Source passage -
◆ ◆ ◆ ◆

Regular expression puzzler

Solution 1:

The quantifier {3} in the pattern [iny]{3} means to match a character with that pattern (either i or n or y), and then another character with the same pattern, and then another. Three -- one after another. So your string unify doesn't have that, but can muster two at most, ni.

That's been explained in other answers already. What I'd like to add is an answer to a clarification in comments: how to check for these characters appearing 3 times in the string, scattered around at will. Apart from matching that whole substring, as shown already, we can use a lookahead:

(?=[iny].*[iny].*[iny])

This does not "consume" any characters but rather "looks" ahead for the pattern, not advancing the engine from its current position. As such it can be very useful as a subpattern, in combination with other patterns in a larger regex.

◆ ◆ ◆ ◆

Data section -

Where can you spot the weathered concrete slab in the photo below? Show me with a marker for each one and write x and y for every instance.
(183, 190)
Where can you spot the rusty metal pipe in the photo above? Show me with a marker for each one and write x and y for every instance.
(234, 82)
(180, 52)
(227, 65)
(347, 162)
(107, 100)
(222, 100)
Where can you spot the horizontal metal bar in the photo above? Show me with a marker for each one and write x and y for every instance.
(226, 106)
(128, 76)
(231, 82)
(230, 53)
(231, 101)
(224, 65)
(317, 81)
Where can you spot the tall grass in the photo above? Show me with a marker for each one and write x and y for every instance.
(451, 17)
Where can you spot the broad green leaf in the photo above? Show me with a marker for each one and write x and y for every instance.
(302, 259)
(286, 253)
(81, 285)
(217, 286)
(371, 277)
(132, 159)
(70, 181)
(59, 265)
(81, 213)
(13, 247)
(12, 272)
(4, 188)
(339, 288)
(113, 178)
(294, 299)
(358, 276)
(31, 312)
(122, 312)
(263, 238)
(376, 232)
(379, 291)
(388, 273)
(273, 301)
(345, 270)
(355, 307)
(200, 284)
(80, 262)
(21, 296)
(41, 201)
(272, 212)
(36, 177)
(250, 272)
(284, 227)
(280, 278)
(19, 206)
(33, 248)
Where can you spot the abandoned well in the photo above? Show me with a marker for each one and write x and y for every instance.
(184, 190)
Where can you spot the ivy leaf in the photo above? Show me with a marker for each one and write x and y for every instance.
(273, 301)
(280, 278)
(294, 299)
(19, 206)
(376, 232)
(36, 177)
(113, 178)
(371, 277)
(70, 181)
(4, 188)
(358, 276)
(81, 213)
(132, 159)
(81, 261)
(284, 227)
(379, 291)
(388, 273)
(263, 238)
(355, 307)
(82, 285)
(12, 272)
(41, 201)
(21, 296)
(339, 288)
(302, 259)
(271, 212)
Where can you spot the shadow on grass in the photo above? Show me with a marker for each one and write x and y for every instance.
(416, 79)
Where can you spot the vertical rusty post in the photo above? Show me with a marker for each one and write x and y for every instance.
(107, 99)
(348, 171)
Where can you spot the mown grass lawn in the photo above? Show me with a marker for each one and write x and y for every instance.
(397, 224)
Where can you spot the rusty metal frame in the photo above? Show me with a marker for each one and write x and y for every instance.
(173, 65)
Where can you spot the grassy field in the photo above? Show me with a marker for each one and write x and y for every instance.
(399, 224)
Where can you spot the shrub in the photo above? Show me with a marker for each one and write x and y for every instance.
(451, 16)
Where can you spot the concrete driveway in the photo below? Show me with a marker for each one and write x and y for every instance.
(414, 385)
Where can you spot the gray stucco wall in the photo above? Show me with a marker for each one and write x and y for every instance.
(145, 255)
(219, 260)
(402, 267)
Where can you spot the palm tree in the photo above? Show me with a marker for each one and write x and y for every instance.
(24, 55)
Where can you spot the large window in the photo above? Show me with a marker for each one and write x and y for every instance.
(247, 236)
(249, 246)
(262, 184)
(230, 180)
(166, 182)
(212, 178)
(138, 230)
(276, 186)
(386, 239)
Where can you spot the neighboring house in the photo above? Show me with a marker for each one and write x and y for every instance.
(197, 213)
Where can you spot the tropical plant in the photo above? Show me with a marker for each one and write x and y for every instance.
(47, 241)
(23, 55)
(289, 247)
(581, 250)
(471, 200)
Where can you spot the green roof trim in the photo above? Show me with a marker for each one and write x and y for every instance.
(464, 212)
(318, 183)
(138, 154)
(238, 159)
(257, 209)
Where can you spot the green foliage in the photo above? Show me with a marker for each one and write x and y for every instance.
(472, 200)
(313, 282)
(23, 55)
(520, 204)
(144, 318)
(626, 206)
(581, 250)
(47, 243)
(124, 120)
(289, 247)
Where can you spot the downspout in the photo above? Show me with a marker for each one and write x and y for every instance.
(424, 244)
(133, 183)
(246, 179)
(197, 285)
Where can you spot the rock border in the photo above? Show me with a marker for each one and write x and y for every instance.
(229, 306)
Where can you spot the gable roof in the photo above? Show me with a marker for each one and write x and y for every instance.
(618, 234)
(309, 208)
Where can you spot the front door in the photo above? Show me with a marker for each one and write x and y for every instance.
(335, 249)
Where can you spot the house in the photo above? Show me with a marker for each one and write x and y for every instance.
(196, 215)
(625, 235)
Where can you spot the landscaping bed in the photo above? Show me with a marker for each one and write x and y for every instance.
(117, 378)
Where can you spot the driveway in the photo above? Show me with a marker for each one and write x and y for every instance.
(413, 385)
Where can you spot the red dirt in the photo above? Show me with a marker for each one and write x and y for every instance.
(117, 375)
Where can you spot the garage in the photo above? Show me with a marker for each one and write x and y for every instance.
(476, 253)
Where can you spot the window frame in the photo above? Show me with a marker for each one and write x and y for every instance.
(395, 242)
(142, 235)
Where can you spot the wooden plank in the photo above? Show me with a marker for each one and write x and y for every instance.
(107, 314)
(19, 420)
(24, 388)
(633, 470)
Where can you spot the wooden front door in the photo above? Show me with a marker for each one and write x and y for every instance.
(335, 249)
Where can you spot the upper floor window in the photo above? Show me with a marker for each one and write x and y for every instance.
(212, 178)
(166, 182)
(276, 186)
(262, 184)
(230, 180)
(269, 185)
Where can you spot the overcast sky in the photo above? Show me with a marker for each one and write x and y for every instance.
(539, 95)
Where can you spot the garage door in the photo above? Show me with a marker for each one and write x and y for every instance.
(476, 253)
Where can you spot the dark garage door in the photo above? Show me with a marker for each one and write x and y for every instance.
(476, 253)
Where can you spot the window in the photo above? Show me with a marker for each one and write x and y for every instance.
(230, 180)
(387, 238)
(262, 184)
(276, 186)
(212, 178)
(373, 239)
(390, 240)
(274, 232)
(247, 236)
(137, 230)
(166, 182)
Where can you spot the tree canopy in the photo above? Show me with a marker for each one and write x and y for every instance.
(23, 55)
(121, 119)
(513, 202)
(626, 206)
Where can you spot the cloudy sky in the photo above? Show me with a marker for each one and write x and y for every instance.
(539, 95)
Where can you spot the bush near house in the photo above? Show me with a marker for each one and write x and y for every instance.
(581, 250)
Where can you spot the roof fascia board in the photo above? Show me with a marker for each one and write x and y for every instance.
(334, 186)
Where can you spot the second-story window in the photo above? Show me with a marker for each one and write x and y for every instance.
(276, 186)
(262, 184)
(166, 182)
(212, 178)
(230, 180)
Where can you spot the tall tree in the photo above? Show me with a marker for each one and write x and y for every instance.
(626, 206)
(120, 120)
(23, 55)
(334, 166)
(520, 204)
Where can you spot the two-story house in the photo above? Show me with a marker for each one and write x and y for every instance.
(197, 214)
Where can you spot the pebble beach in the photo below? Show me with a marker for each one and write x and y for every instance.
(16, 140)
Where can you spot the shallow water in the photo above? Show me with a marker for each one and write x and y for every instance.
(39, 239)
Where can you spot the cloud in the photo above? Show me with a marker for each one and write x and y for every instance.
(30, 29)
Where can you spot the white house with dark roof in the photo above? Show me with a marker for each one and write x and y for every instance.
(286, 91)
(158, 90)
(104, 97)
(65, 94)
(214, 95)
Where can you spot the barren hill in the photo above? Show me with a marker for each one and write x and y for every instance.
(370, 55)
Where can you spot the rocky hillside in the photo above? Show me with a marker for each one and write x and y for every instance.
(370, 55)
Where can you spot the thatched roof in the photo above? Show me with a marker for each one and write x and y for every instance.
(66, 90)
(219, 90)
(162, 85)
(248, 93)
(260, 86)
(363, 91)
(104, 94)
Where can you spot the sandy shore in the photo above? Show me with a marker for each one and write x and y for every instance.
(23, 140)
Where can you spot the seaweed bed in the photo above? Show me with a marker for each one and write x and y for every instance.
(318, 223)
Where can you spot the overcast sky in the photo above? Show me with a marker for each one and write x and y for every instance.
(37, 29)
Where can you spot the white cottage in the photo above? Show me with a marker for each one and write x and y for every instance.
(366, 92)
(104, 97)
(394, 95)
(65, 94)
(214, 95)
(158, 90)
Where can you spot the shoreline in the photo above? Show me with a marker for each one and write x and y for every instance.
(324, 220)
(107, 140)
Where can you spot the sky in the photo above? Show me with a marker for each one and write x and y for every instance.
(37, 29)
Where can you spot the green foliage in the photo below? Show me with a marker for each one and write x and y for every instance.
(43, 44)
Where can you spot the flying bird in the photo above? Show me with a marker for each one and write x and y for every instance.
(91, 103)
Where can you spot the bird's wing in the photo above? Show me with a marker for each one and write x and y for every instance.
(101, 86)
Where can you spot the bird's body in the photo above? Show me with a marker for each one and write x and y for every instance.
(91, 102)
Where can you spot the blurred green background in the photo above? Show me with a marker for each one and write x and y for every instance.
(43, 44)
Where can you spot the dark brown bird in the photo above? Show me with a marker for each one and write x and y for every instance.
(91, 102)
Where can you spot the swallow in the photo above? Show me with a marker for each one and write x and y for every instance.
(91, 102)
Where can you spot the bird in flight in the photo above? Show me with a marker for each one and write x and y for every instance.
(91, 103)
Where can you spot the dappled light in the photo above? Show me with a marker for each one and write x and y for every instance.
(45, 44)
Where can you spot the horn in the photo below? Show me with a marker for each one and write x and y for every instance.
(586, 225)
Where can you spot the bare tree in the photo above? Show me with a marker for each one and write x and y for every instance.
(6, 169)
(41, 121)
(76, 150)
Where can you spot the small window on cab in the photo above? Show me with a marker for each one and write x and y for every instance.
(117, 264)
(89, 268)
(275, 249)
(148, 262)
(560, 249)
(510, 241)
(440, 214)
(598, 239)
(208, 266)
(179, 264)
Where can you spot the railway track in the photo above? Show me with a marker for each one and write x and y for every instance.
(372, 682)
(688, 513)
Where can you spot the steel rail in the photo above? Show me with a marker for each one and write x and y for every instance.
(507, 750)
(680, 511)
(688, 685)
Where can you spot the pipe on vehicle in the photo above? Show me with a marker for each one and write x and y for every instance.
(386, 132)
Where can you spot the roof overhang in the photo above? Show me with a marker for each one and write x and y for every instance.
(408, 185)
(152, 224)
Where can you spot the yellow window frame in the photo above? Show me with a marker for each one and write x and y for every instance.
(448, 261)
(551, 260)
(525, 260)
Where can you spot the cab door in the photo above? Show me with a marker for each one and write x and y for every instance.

◆ ◆ ◆ ◆

In the regular expression answer, rewrite the portion from "(?=[iny].*[iny].*[iny])" up to and including "a larger regex.", using "component" in place of "subpattern".

Answer to the exercise -
(?=[iny].*[iny].*[iny])

This does not "consume" any characters but rather "looks" ahead for the pattern, not advancing the engine from its current position. As such it can be very useful as a component, in combination with other patterns in a larger regex.